++++ Data to use ++++

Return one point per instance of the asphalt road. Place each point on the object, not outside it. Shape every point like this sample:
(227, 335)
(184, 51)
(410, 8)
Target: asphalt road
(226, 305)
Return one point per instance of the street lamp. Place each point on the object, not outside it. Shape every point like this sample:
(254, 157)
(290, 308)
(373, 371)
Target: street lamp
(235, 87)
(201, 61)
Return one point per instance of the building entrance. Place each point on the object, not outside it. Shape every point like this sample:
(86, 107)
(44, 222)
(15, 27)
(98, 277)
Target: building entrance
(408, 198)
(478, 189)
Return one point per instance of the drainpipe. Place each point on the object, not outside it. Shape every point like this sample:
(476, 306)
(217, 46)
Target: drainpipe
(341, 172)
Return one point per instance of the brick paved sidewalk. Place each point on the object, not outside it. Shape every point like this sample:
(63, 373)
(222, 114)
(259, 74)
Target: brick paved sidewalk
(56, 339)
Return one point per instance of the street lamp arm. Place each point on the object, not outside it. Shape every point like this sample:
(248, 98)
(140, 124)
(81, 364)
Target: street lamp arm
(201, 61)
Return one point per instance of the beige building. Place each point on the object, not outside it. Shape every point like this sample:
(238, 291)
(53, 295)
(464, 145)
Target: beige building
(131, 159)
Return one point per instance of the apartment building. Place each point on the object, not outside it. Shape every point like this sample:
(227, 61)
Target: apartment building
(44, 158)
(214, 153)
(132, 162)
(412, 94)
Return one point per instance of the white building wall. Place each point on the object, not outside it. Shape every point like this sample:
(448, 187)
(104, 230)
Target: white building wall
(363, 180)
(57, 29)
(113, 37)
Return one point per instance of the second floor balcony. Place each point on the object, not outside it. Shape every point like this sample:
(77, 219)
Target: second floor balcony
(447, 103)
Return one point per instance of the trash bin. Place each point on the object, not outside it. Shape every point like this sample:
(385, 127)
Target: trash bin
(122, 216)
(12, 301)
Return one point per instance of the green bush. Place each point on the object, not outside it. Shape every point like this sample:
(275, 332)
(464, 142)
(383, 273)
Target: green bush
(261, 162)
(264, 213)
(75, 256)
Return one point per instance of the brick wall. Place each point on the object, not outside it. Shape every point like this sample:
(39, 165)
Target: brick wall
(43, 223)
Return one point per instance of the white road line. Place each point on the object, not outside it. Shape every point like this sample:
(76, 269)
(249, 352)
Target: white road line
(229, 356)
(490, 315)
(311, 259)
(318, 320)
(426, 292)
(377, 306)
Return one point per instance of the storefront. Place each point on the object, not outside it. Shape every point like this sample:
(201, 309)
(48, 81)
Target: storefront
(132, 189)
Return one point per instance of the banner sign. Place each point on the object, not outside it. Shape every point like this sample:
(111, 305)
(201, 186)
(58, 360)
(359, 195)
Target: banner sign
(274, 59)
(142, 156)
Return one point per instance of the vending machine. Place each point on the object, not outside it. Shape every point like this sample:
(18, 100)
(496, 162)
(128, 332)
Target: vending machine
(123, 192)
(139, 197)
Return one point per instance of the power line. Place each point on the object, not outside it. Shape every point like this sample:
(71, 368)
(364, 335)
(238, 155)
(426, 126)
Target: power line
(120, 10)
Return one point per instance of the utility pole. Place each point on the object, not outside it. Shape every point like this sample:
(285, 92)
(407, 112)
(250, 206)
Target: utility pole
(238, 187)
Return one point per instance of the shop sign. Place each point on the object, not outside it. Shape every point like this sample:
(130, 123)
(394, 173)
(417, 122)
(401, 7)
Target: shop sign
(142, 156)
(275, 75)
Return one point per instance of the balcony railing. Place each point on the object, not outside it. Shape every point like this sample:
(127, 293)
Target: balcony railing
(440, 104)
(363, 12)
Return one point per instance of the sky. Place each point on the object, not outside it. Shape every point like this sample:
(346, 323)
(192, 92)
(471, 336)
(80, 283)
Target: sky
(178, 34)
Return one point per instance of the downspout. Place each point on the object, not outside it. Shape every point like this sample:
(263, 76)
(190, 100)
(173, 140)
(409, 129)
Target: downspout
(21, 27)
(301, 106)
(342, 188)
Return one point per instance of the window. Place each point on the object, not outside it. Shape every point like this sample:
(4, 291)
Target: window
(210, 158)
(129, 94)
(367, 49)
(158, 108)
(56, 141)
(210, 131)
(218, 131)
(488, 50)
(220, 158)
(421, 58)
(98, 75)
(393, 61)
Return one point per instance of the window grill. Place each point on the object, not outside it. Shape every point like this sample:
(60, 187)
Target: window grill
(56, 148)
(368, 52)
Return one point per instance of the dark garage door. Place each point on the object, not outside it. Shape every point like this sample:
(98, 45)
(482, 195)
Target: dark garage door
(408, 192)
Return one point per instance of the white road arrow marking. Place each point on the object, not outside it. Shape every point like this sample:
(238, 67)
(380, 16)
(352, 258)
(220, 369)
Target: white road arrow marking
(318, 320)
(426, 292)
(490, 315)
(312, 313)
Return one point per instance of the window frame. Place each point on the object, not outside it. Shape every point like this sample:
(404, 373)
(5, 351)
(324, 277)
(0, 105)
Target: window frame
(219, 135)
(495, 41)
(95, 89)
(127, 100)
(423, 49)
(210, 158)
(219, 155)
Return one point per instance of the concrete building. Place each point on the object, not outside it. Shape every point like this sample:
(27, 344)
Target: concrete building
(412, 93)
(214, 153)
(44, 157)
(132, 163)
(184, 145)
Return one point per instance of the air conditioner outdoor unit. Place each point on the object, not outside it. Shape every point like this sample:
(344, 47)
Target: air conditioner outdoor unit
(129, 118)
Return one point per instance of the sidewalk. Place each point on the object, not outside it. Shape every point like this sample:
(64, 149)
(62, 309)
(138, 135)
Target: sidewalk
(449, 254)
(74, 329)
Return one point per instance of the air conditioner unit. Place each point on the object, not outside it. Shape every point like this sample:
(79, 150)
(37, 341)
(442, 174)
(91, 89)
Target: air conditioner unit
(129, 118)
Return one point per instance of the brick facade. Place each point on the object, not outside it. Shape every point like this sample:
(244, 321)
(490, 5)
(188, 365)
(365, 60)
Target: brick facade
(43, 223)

++++

Requirement »
Could you write out all the entries exactly as given?

Written reply »
Return one point per instance of the asphalt road. Place each point on the object, not outside it. Shape every point like this sample:
(227, 335)
(184, 51)
(410, 8)
Target: asphalt road
(226, 305)
Return one point per instance of the street lamp. Place each point on the object, not outside it. Shape every point like this sample:
(254, 157)
(290, 308)
(373, 371)
Target: street lamp
(235, 87)
(201, 61)
Return one point per instance of the building entrance. Place each point on the object, not outside it. Shape every point like this sample:
(86, 107)
(44, 222)
(15, 27)
(98, 277)
Target: building entrance
(408, 198)
(478, 189)
Return one point per instance of the drainpipe. Place each point on the object, not outside it. Shape every point like this sample:
(476, 306)
(217, 46)
Target: drainpipe
(341, 172)
Return one point per instance of the brick paved sidewalk. Place each point on the object, not outside it. Shape every point like this sample:
(63, 373)
(222, 114)
(259, 74)
Target: brick paved sidewalk
(56, 339)
Return one point per instance of the street lamp arm. Place each point on the object, not outside it. Shape every point like this sample:
(248, 98)
(140, 124)
(81, 364)
Target: street lamp arm
(201, 61)
Return one point per instance of the beige building. Place each point on the object, not outside it. Shape every point like this sample:
(238, 291)
(53, 295)
(464, 145)
Target: beige building
(131, 159)
Return one point per instance of the apartment building. Place each point on the object, not outside it. Shape every point like this sample:
(227, 61)
Target: apartment building
(44, 158)
(214, 153)
(132, 162)
(412, 94)
Return one point per instance of the white building wall. Place each point on the object, not outside it. Shape every point like this sample:
(448, 187)
(104, 230)
Target: white building wall
(363, 180)
(57, 29)
(113, 37)
Return one point per instance of the second floor balcony. Place each point on the object, not outside it. Shape every point like this sample:
(77, 219)
Target: second floor balcony
(447, 103)
Return one point per instance of the trash bin. Place each point on the object, not outside it. Shape every point like this sample:
(385, 127)
Target: trash bin
(122, 216)
(12, 301)
Return one point per instance of the green bush. Place each point on the object, not outside it. Shape every point like this sample:
(275, 332)
(464, 142)
(383, 273)
Target: green bush
(261, 162)
(264, 213)
(75, 256)
Return one point per instance of the brick wall. Place each point on the object, not outside it. Shape every point like this sample:
(39, 165)
Target: brick wall
(43, 223)
Return one point per instance of the white road line. Place each point on the object, not outside it. Shape every point like this sample:
(76, 269)
(249, 352)
Target: white road line
(229, 356)
(490, 315)
(311, 259)
(318, 320)
(426, 292)
(377, 306)
Return one point per instance of the storefront. Place each point on the object, not outside it. Shape every point like this sample:
(201, 309)
(48, 81)
Target: storefront
(132, 189)
Return one point per instance of the banner sign. Place each point on the object, not outside it. Shape every point like this sample:
(111, 305)
(201, 186)
(58, 360)
(359, 195)
Target: banner sign
(274, 59)
(142, 156)
Return one point per instance of the vending machine. Place each point on the object, not outside it. Shape every point like this sample:
(18, 100)
(496, 162)
(128, 332)
Target: vending machine
(123, 192)
(139, 197)
Return one point per instance of the power line. Place each point on the object, not outside it. Shape every point like this sample:
(71, 368)
(364, 335)
(238, 155)
(426, 126)
Target: power line
(120, 10)
Return one point per instance of the utility pole. Place each point on the object, not outside it. Shape every point like this sample:
(285, 92)
(407, 112)
(250, 206)
Target: utility pole
(238, 187)
Return one point per instance of the shop sign. Place each point on the object, not outside it. Shape every point like this sample:
(130, 123)
(394, 173)
(417, 122)
(401, 7)
Target: shop sign
(142, 156)
(275, 75)
Return one point per instance of the balcony railing. Place each point on the object, not outside it. Shape every point like this sample:
(127, 293)
Target: balcony railing
(440, 104)
(363, 12)
Return one point per instance of the sky. Place each point on the object, not outside it. Shape every point like this sample:
(346, 323)
(192, 92)
(471, 336)
(80, 283)
Target: sky
(178, 34)
Return one point per instance of the downspout. Place each point on the object, not outside it. Shape every point like this sample:
(263, 76)
(190, 100)
(173, 140)
(409, 129)
Target: downspout
(21, 27)
(301, 106)
(342, 188)
Return one point per instance of the window. Place each point on the object, not outside it. Shape every point like this sample:
(4, 291)
Target: window
(210, 158)
(129, 94)
(367, 49)
(158, 108)
(56, 141)
(210, 131)
(218, 131)
(488, 50)
(220, 158)
(421, 58)
(98, 75)
(393, 61)
Return one point per instance of the window grill. Place each point on the object, not outside it. Shape every point like this sample:
(60, 187)
Target: window grill
(56, 148)
(368, 52)
Return one point per instance of the dark garage door. Place each point on the object, not outside it. Shape every point like this sample:
(98, 45)
(482, 195)
Target: dark garage door
(408, 192)
Return one point per instance of the white road arrow marking. Place each point on the object, not outside it. Shape every point like this sample:
(238, 67)
(380, 16)
(352, 258)
(220, 369)
Target: white road arrow marking
(318, 320)
(426, 292)
(490, 315)
(312, 313)
Return one point per instance of the window frame. Place each point on the object, not outside it. Shape every point like this sample:
(404, 373)
(5, 351)
(324, 277)
(0, 105)
Target: window frame
(219, 135)
(495, 41)
(95, 89)
(127, 100)
(423, 49)
(210, 158)
(219, 155)
Return one point per instance of the concrete building. Place each point on the object, not outside it. Shape every point like this sample:
(27, 344)
Target: concrete building
(412, 93)
(214, 153)
(44, 157)
(132, 163)
(184, 145)
Return one point per instance of the air conditioner outdoor unit. Place each point on the object, not outside it. Shape every point like this sample:
(344, 47)
Target: air conditioner outdoor unit
(129, 118)
Return one point per instance of the sidewalk. Place each point on the object, not outside it. Shape every point like this sample:
(64, 149)
(62, 309)
(138, 135)
Target: sidewalk
(449, 254)
(74, 329)
Return one point per instance of the air conditioner unit. Place each point on the object, not outside it. Shape every point like this sample:
(79, 150)
(37, 341)
(442, 174)
(91, 89)
Target: air conditioner unit
(129, 118)
Return one point per instance of the brick facade. Place each point on the object, not outside it. Shape every point like this sample:
(244, 321)
(490, 5)
(188, 365)
(365, 60)
Target: brick facade
(43, 223)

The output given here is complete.